§ Task description
Please print each record exactly, omitting none of them.

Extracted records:
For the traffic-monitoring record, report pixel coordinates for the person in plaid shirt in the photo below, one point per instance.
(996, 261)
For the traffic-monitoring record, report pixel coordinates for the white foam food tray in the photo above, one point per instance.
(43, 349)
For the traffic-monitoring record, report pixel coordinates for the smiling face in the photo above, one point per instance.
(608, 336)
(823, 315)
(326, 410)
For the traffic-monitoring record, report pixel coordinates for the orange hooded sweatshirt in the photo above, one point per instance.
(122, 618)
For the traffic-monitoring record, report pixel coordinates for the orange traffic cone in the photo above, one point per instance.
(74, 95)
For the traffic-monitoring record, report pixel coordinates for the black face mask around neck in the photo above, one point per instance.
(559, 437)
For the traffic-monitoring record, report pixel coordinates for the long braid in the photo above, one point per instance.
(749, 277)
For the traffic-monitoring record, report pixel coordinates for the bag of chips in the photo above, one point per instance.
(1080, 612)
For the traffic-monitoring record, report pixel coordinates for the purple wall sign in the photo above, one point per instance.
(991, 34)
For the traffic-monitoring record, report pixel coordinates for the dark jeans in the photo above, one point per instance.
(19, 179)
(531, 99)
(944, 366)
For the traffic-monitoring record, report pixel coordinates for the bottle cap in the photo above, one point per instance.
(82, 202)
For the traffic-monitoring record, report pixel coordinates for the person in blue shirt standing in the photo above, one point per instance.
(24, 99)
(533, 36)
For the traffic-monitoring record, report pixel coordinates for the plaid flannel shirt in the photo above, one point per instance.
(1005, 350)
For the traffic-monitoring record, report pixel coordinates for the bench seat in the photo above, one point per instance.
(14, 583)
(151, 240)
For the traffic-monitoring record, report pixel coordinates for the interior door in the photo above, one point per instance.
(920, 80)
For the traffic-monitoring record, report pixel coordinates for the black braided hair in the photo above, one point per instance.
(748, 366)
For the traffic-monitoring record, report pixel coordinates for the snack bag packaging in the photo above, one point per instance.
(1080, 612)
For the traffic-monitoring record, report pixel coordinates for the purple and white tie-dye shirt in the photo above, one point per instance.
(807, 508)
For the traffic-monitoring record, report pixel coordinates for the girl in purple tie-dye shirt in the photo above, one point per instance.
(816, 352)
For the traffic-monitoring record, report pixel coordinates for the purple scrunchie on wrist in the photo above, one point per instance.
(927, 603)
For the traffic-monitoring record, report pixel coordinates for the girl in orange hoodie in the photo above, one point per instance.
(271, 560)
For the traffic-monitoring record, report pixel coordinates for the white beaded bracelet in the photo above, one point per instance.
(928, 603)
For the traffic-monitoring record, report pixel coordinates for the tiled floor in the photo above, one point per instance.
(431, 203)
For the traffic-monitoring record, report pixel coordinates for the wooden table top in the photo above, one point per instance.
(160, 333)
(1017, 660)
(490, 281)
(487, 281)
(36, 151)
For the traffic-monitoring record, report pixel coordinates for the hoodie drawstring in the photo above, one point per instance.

§ Answer to this exercise
For the traffic-monitoring record, report pixel coordinates for the person in plaid shirt in the photo below, one point per instance.
(996, 261)
For the traffic-monitoring record, report pixel coordinates for the white foam food tray in the photo above, one point per instance.
(43, 349)
For the traffic-monitoring record, report pixel coordinates for the smiling face in the photo above, one point per instance.
(608, 336)
(823, 315)
(326, 410)
For the traffic-monitoring record, report pixel coordinates for the orange hooded sweatshirt in the photo above, one point per instance.
(122, 618)
For the traffic-monitoring record, report pixel coordinates for the orange traffic cone in the photo above, one point per instance.
(74, 95)
For the traffic-monitoring record, report pixel coordinates for the black face mask around neck in the photo above, one point per instance.
(559, 437)
For the traffic-monitoring record, report pixel coordinates for the long braid in the photo above, one point per instance.
(749, 277)
For the traffic-monitoring record, report pixel coordinates for the bag of chips in the photo above, one point per instance.
(1080, 612)
For the traffic-monitoring record, report pixel coordinates for the purple wall sign in the photo above, one point per instance.
(991, 34)
For the traffic-monitoring record, report pixel coordinates for the dark jeans in the photo above, one point per instance.
(19, 179)
(531, 99)
(944, 366)
For the traffic-monitoring record, report pixel coordinates for the bottle cap in the photo above, one point per instance.
(82, 202)
For the traffic-monitoring record, report pixel coordinates for the person in blue shirt standing in the photo above, one point per instance.
(24, 99)
(533, 36)
For the traffic-monitoring record, report pixel coordinates for the plaid flannel shirt in the photo above, one point per instance.
(1005, 350)
For the traffic-monitoring record, report pixel coordinates for the bench seat in the photo above, one point per instance.
(14, 583)
(151, 240)
For the traffic-monitoring record, report pixel coordinates for the interior door in the photo above, one point per instance.
(920, 80)
For the traffic-monitoring record, report pixel coordinates for the black braided hair in the photo above, one point per instance.
(748, 366)
For the traffic-monitoring record, report pixel coordinates for the snack bag packaging in the photo above, one point per instance.
(1080, 612)
For the traffic-monitoring record, report pixel coordinates for the purple and white tie-dye shirt in the photo above, one point per instance.
(807, 508)
For the traffic-monitoring record, report pixel coordinates for the girl in purple tie-dye shirt in the photo above, one point per instance.
(816, 352)
For the traffic-monitoring record, report pixel coordinates for the purple scrunchie on wrist in the photo above, one point per instance.
(927, 603)
For the traffic-monitoring record, report pixel coordinates for the girl in orange hoodie in the photo above, one point per instance.
(271, 560)
For the traffic-monitoring record, report pixel coordinates for the white beaded bracelet in the photo above, one point per instance.
(928, 603)
For the traffic-monitoring record, report pixel coordinates for the tiled floor in the photo above, one point per instance.
(431, 203)
For the traffic-monitoring record, report pixel coordinates for the wooden table top in the photo above, one point per instance.
(160, 333)
(1017, 660)
(490, 281)
(487, 281)
(36, 151)
For the traffic-monitoring record, report pixel coordinates for the hoodie drawstring in the photo above, one point per instance.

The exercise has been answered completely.